§ Problem details
Reproduce every line of the listing below word for word, keeping the original order and changing nothing.
==== Records shown
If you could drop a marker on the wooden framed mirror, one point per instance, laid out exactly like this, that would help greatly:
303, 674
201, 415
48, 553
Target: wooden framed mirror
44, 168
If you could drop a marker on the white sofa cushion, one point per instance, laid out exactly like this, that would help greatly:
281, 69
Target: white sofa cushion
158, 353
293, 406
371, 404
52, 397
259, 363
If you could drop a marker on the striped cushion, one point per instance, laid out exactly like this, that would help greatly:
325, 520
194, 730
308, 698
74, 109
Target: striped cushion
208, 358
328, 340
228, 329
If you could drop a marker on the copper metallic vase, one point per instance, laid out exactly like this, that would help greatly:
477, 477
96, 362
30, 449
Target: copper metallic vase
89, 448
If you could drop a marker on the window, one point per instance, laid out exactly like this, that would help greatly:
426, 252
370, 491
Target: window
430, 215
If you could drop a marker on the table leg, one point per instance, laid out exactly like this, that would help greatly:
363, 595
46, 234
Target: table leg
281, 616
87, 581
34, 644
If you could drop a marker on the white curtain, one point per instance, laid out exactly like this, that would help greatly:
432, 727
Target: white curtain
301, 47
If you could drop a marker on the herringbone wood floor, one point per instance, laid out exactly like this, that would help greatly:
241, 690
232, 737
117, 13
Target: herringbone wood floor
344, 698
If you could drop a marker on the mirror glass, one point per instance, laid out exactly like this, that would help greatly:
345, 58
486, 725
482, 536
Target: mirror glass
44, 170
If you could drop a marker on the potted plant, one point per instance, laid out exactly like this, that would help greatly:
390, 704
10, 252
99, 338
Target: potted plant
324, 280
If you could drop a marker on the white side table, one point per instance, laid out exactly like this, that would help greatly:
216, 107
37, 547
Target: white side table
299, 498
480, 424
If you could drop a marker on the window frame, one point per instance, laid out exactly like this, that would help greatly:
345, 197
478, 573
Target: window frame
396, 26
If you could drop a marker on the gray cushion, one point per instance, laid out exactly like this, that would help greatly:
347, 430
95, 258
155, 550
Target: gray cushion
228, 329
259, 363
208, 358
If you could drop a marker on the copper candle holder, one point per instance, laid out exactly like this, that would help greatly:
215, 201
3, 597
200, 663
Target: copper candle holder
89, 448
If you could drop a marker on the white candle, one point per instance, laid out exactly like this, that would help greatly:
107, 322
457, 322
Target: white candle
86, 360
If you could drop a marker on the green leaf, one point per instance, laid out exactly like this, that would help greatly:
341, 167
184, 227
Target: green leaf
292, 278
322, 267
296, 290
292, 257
========
§ Completed task
If you could drop a marker on the wooden framed mirror, one point per instance, laid out exactly like this, that would help greatly:
303, 674
201, 415
48, 553
Target: wooden framed mirror
44, 168
If you could drop a marker on the white sofa cushion, one point per instance, laid out exactly like this, that would help greatly:
281, 69
Target: white sofa cushion
158, 353
293, 406
371, 404
52, 397
259, 363
If you could drop a marker on the striped cushion, one point per instance, laid out exactly like this, that would help greatly:
325, 520
194, 730
308, 698
74, 109
Target: striped cushion
208, 358
328, 340
228, 329
If you could drop a marker on the copper metallic vase, one point per instance, laid out exactly like this, that would help greatly:
477, 477
96, 362
30, 449
Target: copper metallic vase
89, 448
If you could drop a marker on the window, one point per instance, laid out exactly like this, that would help greatly:
426, 252
370, 491
Target: window
430, 215
If you could drop a marker on the table leg, one point per instance, laid out exactly like this, that would help greatly:
363, 595
46, 234
Target: table leg
281, 616
87, 581
34, 644
If you could drop a marker on the white curtain, one point per instance, laid out exactly like this, that would help greatly:
432, 727
Target: white curtain
301, 47
If you could drop a marker on the herringbone wood floor, one point per instance, laid out exactly like this, that would help greatly:
241, 690
232, 737
117, 13
Target: herringbone wood floor
344, 698
If you could drop a marker on the mirror glass, one point per instance, laid out exactly like this, that would help greatly:
345, 58
486, 725
482, 536
Target: mirror glass
44, 170
If you could drop a marker on the potted plant, one point per instance, laid out exactly like this, that would help greatly:
390, 704
10, 252
99, 338
Target: potted plant
324, 280
If you could drop a marker on the white side table, one point per instance, laid out exactly like this, that would help greatly:
216, 107
37, 547
Target: white side table
299, 498
480, 424
If you could drop a marker on the window frame, one point per instance, laid out exactly like this, that would help greatly:
345, 197
478, 573
Target: window frame
396, 26
If you could drop a marker on the gray cushion, one point per instance, laid out exactly like this, that would help greatly:
347, 430
95, 258
155, 550
Target: gray cushion
228, 329
259, 363
208, 358
If you could drop a marker on the copper candle holder, one point per instance, laid out exactly like this, that would help greatly:
215, 201
3, 597
200, 663
Target: copper candle holder
89, 448
If you could drop a marker on the white candle, one point per instance, laid out exactly like this, that would help greatly:
107, 322
457, 322
Target: white candle
86, 360
If you could drop a marker on the green leaf, one point per instance, laid out exactly like this, that would help greatly:
341, 167
184, 227
Target: green leaf
292, 278
322, 267
296, 290
292, 257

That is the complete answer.